WHAT YOU ARE ASKED TO DO: Reproduce each line of the data exactly as it is.

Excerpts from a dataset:
▶
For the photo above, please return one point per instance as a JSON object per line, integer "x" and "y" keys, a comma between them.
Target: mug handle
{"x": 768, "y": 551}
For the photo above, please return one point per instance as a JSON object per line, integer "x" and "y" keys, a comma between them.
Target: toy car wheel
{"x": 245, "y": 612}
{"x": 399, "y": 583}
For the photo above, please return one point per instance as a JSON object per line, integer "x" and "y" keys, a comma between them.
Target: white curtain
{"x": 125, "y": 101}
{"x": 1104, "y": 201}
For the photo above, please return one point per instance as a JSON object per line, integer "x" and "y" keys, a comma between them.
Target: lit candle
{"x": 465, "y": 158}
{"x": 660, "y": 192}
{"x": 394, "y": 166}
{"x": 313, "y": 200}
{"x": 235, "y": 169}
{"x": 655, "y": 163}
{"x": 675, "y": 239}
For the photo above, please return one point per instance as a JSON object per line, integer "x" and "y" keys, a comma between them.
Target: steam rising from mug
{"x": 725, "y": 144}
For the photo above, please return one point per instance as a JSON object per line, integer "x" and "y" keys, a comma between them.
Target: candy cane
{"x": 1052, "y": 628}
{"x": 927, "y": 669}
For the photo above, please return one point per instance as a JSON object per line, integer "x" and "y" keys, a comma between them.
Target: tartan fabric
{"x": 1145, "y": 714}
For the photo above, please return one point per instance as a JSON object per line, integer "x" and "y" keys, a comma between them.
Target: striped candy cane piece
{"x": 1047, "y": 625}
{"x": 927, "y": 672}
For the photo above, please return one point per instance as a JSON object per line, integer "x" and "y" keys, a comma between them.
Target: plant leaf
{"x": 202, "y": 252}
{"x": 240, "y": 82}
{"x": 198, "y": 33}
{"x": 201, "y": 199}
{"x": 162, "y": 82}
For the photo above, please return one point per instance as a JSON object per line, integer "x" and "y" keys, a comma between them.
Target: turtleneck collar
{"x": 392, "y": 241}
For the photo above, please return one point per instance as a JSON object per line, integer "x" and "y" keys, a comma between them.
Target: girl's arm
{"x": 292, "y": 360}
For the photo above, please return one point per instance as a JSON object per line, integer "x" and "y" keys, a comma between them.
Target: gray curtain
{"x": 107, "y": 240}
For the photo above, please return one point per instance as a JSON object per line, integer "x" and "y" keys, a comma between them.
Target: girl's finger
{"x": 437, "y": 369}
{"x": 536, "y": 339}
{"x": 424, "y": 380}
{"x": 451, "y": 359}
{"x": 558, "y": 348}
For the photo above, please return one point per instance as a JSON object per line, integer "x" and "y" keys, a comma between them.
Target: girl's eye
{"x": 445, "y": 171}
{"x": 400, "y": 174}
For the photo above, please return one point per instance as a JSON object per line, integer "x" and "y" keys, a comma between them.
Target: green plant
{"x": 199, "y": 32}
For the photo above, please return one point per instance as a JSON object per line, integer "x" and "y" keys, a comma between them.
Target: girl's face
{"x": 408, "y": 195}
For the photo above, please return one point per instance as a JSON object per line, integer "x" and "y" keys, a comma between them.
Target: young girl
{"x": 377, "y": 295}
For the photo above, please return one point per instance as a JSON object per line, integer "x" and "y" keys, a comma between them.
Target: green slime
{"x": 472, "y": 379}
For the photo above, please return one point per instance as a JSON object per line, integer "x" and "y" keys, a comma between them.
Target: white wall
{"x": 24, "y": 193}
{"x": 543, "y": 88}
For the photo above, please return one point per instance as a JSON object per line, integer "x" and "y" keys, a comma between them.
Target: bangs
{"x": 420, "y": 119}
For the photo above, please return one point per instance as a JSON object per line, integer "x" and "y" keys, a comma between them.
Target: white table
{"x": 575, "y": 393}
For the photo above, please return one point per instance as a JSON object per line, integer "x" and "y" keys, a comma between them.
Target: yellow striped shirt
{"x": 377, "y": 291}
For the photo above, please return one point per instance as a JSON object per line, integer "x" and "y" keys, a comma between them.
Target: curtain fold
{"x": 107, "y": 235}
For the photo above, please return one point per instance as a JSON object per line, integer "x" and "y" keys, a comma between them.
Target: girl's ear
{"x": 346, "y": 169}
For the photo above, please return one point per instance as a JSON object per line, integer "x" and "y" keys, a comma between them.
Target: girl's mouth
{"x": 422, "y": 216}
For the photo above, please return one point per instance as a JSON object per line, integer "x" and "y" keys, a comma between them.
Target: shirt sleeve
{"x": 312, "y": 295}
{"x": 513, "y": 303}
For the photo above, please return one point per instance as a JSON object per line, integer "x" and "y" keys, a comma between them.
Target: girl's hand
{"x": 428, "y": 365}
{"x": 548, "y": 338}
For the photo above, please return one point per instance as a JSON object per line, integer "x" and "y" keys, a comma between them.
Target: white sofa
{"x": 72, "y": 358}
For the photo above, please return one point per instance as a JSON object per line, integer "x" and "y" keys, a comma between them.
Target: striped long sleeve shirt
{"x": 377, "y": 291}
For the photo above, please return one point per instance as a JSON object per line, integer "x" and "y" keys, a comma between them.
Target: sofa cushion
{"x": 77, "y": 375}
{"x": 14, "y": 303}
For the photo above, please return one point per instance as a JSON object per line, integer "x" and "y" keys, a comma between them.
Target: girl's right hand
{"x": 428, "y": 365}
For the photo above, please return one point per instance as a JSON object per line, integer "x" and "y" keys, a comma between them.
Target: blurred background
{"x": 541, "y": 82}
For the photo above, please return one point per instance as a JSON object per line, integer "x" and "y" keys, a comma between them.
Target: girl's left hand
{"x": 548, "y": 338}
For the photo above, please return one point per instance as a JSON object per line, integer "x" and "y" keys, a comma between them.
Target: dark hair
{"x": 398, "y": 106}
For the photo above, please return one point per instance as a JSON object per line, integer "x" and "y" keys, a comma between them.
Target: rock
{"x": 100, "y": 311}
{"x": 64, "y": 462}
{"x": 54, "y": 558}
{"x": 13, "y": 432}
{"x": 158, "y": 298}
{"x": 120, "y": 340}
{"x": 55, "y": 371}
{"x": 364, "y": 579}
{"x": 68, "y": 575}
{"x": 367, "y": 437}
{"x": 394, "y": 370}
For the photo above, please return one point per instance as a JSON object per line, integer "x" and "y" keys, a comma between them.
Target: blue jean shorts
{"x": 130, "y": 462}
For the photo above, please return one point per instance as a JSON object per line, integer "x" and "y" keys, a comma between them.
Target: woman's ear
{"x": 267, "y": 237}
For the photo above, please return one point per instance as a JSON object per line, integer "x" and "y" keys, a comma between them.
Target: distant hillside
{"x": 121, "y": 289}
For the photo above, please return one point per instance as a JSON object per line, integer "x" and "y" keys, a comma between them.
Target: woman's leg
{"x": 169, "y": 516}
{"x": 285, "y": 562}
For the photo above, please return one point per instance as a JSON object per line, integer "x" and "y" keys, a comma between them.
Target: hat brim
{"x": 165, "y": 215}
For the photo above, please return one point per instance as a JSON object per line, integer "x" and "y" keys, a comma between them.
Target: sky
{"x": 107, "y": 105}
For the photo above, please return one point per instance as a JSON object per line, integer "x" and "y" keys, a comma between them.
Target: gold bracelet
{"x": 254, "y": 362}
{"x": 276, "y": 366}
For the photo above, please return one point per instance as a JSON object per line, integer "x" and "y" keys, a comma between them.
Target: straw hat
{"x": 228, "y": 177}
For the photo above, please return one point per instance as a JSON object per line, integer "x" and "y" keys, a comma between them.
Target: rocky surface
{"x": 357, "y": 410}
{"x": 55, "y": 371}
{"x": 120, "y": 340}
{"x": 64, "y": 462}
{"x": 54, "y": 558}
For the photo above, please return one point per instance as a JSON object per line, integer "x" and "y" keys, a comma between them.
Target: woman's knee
◀
EXPECTED ANSWER:
For the photo above, please return one point per instance as a JSON object per line, integer "x" and "y" keys, a comma between them.
Target: mug handle
{"x": 768, "y": 551}
For the photo above, please return one point per instance as a JSON object per line, integer "x" and "y" keys, a comma between them.
Target: toy car wheel
{"x": 245, "y": 612}
{"x": 399, "y": 583}
For the photo above, please return one point per instance as a JSON object per line, integer "x" and "y" keys, a comma between them.
Target: white curtain
{"x": 125, "y": 101}
{"x": 1104, "y": 201}
For the photo above, please return one point per instance as a JSON object per line, integer "x" and "y" keys, a comma between them.
Target: lit candle
{"x": 465, "y": 158}
{"x": 660, "y": 192}
{"x": 394, "y": 166}
{"x": 313, "y": 200}
{"x": 235, "y": 169}
{"x": 655, "y": 163}
{"x": 675, "y": 239}
For the photo above, please return one point per instance as a JSON object per line, integer "x" and "y" keys, a comma between them.
Target: steam rising from mug
{"x": 725, "y": 144}
For the photo above, please return one point per instance as a JSON object per line, integer "x" and "y" keys, a comma between them.
Target: candy cane
{"x": 1052, "y": 628}
{"x": 927, "y": 669}
For the photo above, please return one point per instance as a JSON object per line, integer "x" and "y" keys, a comma between them.
Target: tartan fabric
{"x": 1145, "y": 714}
For the photo above, please return one point per instance as a JSON object per line, integer "x" and "y" keys, a comma between them.
Target: striped candy cane piece
{"x": 1047, "y": 625}
{"x": 927, "y": 672}
For the photo above, please return one point per instance as a JSON object per line, integer "x" and "y" keys, a comma between them.
Target: plant leaf
{"x": 202, "y": 252}
{"x": 240, "y": 82}
{"x": 198, "y": 33}
{"x": 201, "y": 199}
{"x": 162, "y": 82}
For the photo above, please return one point per instance as a JSON object per line, integer "x" and "y" keys, a comma between them.
Target: turtleneck collar
{"x": 392, "y": 241}
For the photo above, please return one point per instance as a JSON object per line, integer "x" and "y" keys, a comma between them.
Target: girl's arm
{"x": 292, "y": 360}
For the photo above, please return one point per instance as a JSON object per line, integer "x" and "y" keys, a comma between them.
Target: gray curtain
{"x": 107, "y": 240}
For the photo above, please return one point per instance as a JSON object per line, integer "x" and "y" keys, a comma between them.
Target: girl's finger
{"x": 437, "y": 369}
{"x": 536, "y": 339}
{"x": 424, "y": 380}
{"x": 451, "y": 359}
{"x": 558, "y": 348}
For the photo above, please return one point per instance as a JSON object per line, integer "x" and "y" keys, a comma between them.
Target: girl's eye
{"x": 445, "y": 171}
{"x": 400, "y": 174}
For the photo above, please return one point per instance as a JSON object per line, integer "x" and "y" keys, a comma between them.
Target: green plant
{"x": 199, "y": 32}
For the photo above, please return one point per instance as a JSON object per line, integer "x" and "y" keys, a comma between them.
Target: girl's face
{"x": 408, "y": 195}
For the photo above, please return one point per instance as a JSON object per line, integer "x" and "y" keys, a comma between them.
Target: young girl
{"x": 377, "y": 295}
For the photo above, please return one point per instance as a JSON object per line, integer "x" and "y" keys, a comma between them.
Target: green slime
{"x": 472, "y": 379}
For the photo above, please return one point per instance as a JSON object per line, integer "x" and "y" keys, a comma between them.
Target: white wall
{"x": 24, "y": 193}
{"x": 543, "y": 88}
For the photo above, please return one point per instance as a JSON object per line, integer "x" and "y" keys, a comma between them.
Target: bangs
{"x": 420, "y": 119}
For the photo above, please return one point per instance as a JSON object per line, integer "x" and "y" keys, a comma between them.
Target: white table
{"x": 575, "y": 393}
For the photo above, please return one point per instance as a JSON object per line, integer "x" and "y" keys, a comma between them.
Target: yellow striped shirt
{"x": 377, "y": 291}
For the photo above, please return one point per instance as a JSON object per line, integer "x" and "y" keys, a comma between them.
Target: curtain fold
{"x": 107, "y": 235}
For the photo above, please return one point per instance as a JSON object per line, integer "x" and "y" keys, a comma between them.
Target: girl's ear
{"x": 346, "y": 169}
For the photo above, please return one point per instance as a JSON object per line, integer "x" and "y" keys, a comma between them.
Target: girl's mouth
{"x": 422, "y": 216}
For the photo above, please return one point per instance as a JSON object per line, integer "x" and "y" keys, a comma between them.
Target: shirt sleeve
{"x": 312, "y": 295}
{"x": 513, "y": 303}
For the photo above, please return one point per instance as a JSON object per line, integer "x" and "y" keys, a comma between them.
Target: girl's hand
{"x": 428, "y": 365}
{"x": 548, "y": 338}
For the photo above, please return one point per instance as a JSON object per line, integer "x" and "y" keys, a comma between them.
Target: white sofa
{"x": 72, "y": 358}
For the photo above, please return one point per instance as a JSON object per line, integer "x" and "y" keys, a comma between them.
Target: striped long sleeve shirt
{"x": 377, "y": 291}
For the photo above, please return one point per instance as a JSON object per line, integer "x" and "y" keys, a comma between them.
Target: sofa cushion
{"x": 77, "y": 375}
{"x": 14, "y": 303}
For the photo above, please return one point per instance as a JSON object per line, integer "x" and "y" keys, a comma between them.
Target: girl's right hand
{"x": 428, "y": 365}
For the photo above, please return one point per instance as a JSON object per line, integer "x" and "y" keys, a comma between them.
Target: blurred background
{"x": 541, "y": 82}
For the photo above, please return one point per instance as a JSON object per line, integer "x" and "y" keys, a comma between them.
Target: girl's left hand
{"x": 548, "y": 338}
For the photo above, please return one point per instance as a JSON object per line, integer "x" and "y" keys, a comma between them.
Target: dark hair
{"x": 398, "y": 106}
For the photo above, please return one point per instance as a JSON object per line, integer "x" and "y" keys, a comma between them.
Target: rock
{"x": 100, "y": 311}
{"x": 64, "y": 462}
{"x": 54, "y": 558}
{"x": 13, "y": 432}
{"x": 158, "y": 298}
{"x": 120, "y": 340}
{"x": 55, "y": 371}
{"x": 364, "y": 579}
{"x": 68, "y": 575}
{"x": 367, "y": 437}
{"x": 394, "y": 370}
For the photo above, please return one point per instance as a JSON object per line, integer "x" and "y" keys, a comma between them.
Target: blue jean shorts
{"x": 130, "y": 462}
For the photo above, please return one point per instance as a JSON object per line, integer "x" and "y" keys, a comma between them.
Target: woman's ear
{"x": 267, "y": 237}
For the photo above, please return one point per instance as a JSON object per line, integer "x" and "y" keys, a comma between them.
Target: distant hillside
{"x": 121, "y": 289}
For the photo above, please return one point per instance as a JSON object per line, integer "x" and "y" keys, a comma between them.
Target: woman's leg
{"x": 169, "y": 516}
{"x": 285, "y": 562}
For the photo above, please return one point per instance as a JSON object per line, integer "x" and "y" keys, a comma between them.
Target: hat brim
{"x": 165, "y": 215}
For the photo above, please return one point per instance as a JSON object per line, integer "x" and "y" keys, a comma between them.
Target: sky
{"x": 107, "y": 105}
For the photo above, please return one point per instance as a JSON object per line, integer "x" and "y" keys, a comma between them.
Target: gold bracelet
{"x": 254, "y": 362}
{"x": 276, "y": 366}
For the photo above, please return one point per instance as a JSON object per line, integer "x" and "y" keys, a comma between them.
Target: straw hat
{"x": 228, "y": 177}
For the photo above, please return one point per instance as a JSON object per line, integer "x" and "y" keys, a comma between them.
Target: rocky surface
{"x": 357, "y": 410}
{"x": 55, "y": 371}
{"x": 120, "y": 340}
{"x": 64, "y": 462}
{"x": 54, "y": 558}
For the photo above, please return one point per instance as a JSON object per line, integer "x" and "y" keys, a comma between them.
Target: woman's knee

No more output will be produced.